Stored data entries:
********
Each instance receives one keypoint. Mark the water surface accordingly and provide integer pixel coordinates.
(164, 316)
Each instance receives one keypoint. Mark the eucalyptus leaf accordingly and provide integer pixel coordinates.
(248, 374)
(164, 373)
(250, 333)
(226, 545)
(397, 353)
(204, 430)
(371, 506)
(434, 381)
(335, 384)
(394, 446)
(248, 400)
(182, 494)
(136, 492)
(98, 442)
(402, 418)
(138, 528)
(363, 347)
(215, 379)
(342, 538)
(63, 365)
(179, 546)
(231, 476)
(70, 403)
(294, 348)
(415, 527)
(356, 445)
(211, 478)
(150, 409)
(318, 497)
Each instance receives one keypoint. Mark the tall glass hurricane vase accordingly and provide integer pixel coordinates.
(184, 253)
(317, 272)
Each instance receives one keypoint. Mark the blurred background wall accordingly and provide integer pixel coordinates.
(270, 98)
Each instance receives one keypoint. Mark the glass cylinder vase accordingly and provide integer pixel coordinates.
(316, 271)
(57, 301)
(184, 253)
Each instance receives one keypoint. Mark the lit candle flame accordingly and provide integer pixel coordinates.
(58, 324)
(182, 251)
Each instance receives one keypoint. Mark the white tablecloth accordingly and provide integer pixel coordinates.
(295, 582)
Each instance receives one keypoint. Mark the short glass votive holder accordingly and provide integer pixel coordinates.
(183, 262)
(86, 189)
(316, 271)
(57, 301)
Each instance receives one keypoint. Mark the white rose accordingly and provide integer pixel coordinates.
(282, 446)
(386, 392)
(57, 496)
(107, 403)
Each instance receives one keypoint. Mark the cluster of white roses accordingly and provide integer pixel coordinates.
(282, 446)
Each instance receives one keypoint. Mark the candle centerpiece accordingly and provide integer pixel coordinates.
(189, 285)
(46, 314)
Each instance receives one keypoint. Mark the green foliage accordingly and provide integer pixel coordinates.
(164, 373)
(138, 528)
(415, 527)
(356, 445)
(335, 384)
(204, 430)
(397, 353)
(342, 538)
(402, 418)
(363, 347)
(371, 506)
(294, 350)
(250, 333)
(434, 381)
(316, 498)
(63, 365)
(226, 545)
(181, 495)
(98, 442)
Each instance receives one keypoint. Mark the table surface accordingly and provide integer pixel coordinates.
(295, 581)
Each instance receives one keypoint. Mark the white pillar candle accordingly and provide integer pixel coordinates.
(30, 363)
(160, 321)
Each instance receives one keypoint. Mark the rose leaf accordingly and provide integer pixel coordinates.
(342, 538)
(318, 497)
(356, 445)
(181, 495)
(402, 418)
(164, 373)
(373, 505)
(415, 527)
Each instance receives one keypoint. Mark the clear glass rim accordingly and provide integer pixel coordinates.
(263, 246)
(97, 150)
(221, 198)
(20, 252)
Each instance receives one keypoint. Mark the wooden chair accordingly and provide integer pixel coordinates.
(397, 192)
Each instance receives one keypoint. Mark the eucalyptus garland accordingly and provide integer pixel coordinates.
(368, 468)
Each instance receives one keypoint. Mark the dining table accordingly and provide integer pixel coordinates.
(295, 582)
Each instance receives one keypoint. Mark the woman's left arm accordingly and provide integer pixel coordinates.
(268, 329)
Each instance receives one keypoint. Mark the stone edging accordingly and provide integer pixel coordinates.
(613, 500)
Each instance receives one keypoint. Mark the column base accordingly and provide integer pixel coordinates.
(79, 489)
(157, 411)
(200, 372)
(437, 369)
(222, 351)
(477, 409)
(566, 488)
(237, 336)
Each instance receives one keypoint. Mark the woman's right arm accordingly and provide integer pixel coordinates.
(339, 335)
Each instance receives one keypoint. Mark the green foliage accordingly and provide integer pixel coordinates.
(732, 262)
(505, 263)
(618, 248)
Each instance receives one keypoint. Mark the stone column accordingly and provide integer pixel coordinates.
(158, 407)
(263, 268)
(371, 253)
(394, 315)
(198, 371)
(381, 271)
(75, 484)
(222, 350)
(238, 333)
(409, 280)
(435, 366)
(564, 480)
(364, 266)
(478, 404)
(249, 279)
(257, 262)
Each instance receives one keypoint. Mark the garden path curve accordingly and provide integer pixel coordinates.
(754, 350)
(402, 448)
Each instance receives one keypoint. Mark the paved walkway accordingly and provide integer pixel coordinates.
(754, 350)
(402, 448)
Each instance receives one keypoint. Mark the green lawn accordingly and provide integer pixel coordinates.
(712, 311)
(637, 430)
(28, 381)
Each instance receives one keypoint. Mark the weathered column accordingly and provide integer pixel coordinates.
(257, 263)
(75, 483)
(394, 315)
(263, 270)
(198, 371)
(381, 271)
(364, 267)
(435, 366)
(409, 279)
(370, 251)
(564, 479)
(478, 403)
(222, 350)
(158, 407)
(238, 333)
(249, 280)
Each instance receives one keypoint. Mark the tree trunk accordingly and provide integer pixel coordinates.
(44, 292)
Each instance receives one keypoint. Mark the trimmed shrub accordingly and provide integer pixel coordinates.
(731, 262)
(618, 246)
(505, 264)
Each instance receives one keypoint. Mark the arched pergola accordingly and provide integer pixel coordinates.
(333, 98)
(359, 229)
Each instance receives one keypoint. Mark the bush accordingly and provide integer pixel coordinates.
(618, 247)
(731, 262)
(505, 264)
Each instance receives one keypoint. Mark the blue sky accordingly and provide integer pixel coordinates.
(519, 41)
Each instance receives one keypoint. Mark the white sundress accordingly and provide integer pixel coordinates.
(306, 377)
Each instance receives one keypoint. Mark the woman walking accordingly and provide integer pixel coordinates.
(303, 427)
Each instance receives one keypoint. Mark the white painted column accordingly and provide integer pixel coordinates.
********
Exercise requirements:
Word for word, write out the data.

Solved exercise:
Each instance receives one keypoint. Mark the water surface accordingly and provide integer pixel coordinates.
(164, 316)
Each instance receives one keypoint. Mark the eucalyptus leaf accordingly and provide integer pixel coordinates.
(248, 374)
(164, 373)
(250, 333)
(226, 545)
(397, 353)
(204, 430)
(371, 506)
(434, 381)
(335, 384)
(394, 446)
(248, 400)
(182, 494)
(136, 492)
(98, 442)
(402, 418)
(138, 528)
(363, 347)
(215, 379)
(342, 538)
(63, 365)
(179, 546)
(231, 476)
(70, 403)
(294, 348)
(415, 527)
(356, 445)
(211, 478)
(150, 409)
(318, 497)
Each instance receives one keypoint. Mark the tall glass hurricane vase accordingly and provide integer pixel coordinates.
(184, 253)
(317, 272)
Each instance receives one keypoint. Mark the blurred background wall accordingly and provide integer pixel coordinates.
(270, 98)
Each instance receives one keypoint. Mark the glass cylinder vase accordingly and provide integer pixel coordinates.
(316, 271)
(57, 301)
(184, 253)
Each instance receives one keypoint. Mark the lit candle flame accordingly and provide integer pixel coordinates.
(58, 324)
(182, 251)
Each instance receives one keypoint. Mark the white tablecloth accordingly and provide integer pixel coordinates.
(295, 582)
Each instance receives one keypoint. Mark the short glass votive holder accordingly and provide integer pixel coordinates.
(183, 262)
(86, 189)
(316, 271)
(57, 301)
Each instance receives one keypoint. Mark the white rose accordingly and provide integer pixel coordinates.
(282, 446)
(386, 392)
(57, 496)
(107, 403)
Each instance receives one keypoint. Mark the cluster of white roses accordingly and provide integer pixel coordinates.
(282, 446)
Each instance receives one keypoint. Mark the candle centerpiece accordingly and provide integer pixel coordinates.
(189, 285)
(46, 314)
Each instance receives one keypoint. Mark the green foliage accordingly and provide integer pixel coordinates.
(164, 373)
(138, 528)
(415, 527)
(356, 445)
(335, 384)
(204, 430)
(397, 353)
(342, 538)
(402, 418)
(363, 347)
(371, 506)
(294, 350)
(250, 333)
(434, 381)
(316, 498)
(63, 365)
(226, 545)
(181, 495)
(98, 442)
Each instance receives one keypoint. Mark the table surface accordingly and provide integer pixel coordinates.
(295, 581)
Each instance receives one keypoint. Mark the white pillar candle accordingly and provide integer pixel coordinates.
(30, 363)
(160, 321)
Each instance receives one keypoint. Mark the rose leaf accordingly and provide integer pixel coordinates.
(342, 538)
(318, 497)
(356, 445)
(181, 495)
(402, 418)
(164, 373)
(373, 505)
(415, 527)
Each instance receives one keypoint. Mark the clear glass rim accordingly and provide integer pixel coordinates.
(263, 246)
(97, 150)
(221, 198)
(20, 252)
Each instance receives one keypoint. Mark the wooden chair accordingly and provide integer pixel coordinates.
(397, 192)
Each instance receives one keypoint. Mark the eucalyptus garland accordingly and provide integer pixel coordinates.
(368, 468)
Each instance receives one keypoint. Mark the dining table accordingly and provide integer pixel coordinates.
(295, 582)
Each instance receives one keypoint. Mark the woman's left arm accordingly and provide integer pixel coordinates.
(268, 329)
Each instance receives one keypoint. Mark the stone edging accordingly and provide integer pixel coordinates.
(613, 500)
Each instance receives one keypoint. Mark the column base accordingly and provide integer pixel coordinates.
(79, 489)
(157, 411)
(200, 372)
(437, 369)
(222, 351)
(477, 409)
(566, 488)
(237, 336)
Each instance receives one keypoint. Mark the woman's right arm accordingly and provide integer pixel coordinates.
(339, 335)
Each instance receives one keypoint. Mark the green foliage accordingly and provide integer pixel coordinates.
(732, 262)
(505, 263)
(618, 248)
Each instance receives one keypoint. Mark the stone column accordingly and provide integer pixel coordinates.
(158, 407)
(263, 268)
(371, 253)
(394, 315)
(198, 371)
(381, 271)
(75, 484)
(222, 350)
(238, 333)
(409, 280)
(435, 366)
(564, 480)
(364, 266)
(478, 404)
(249, 279)
(257, 262)
Each instance receives one keypoint. Mark the garden path curve accordingly and provide integer pixel coordinates.
(754, 350)
(402, 448)
Each instance receives one keypoint. Mark the paved walkway accordingly and provide integer pixel coordinates.
(754, 350)
(402, 448)
Each instance receives one keypoint. Mark the green lawn accordingly and provide integer pixel coordinates.
(712, 311)
(637, 430)
(28, 381)
Each instance receives one keypoint. Mark the weathered column accordingly and provide integer pixel coordinates.
(257, 263)
(75, 483)
(394, 315)
(263, 270)
(198, 371)
(381, 271)
(364, 267)
(435, 366)
(409, 279)
(370, 251)
(564, 479)
(478, 403)
(222, 350)
(158, 407)
(238, 333)
(249, 280)
Each instance receives one keypoint. Mark the tree trunk accordingly and provide integer pixel coordinates.
(44, 292)
Each instance receives one keypoint. Mark the trimmed shrub accordingly and provide integer pixel coordinates.
(731, 262)
(618, 246)
(505, 264)
Each instance receives one keypoint. Mark the arched pergola accordingly and provide integer pixel coordinates.
(333, 98)
(359, 229)
Each instance receives one keypoint. Mark the bush accordingly and provide integer pixel coordinates.
(618, 247)
(731, 262)
(505, 264)
Each instance receives one keypoint. Mark the blue sky accordingly and provide integer pixel coordinates.
(519, 41)
Each instance receives one keypoint. Mark the white sundress accordingly and provide integer pixel coordinates.
(306, 377)
Each instance receives one keypoint. Mark the woman walking accordingly and provide integer pixel coordinates.
(303, 427)
Each instance receives one keypoint. Mark the white painted column accordingly and provide integer pixel coordinates.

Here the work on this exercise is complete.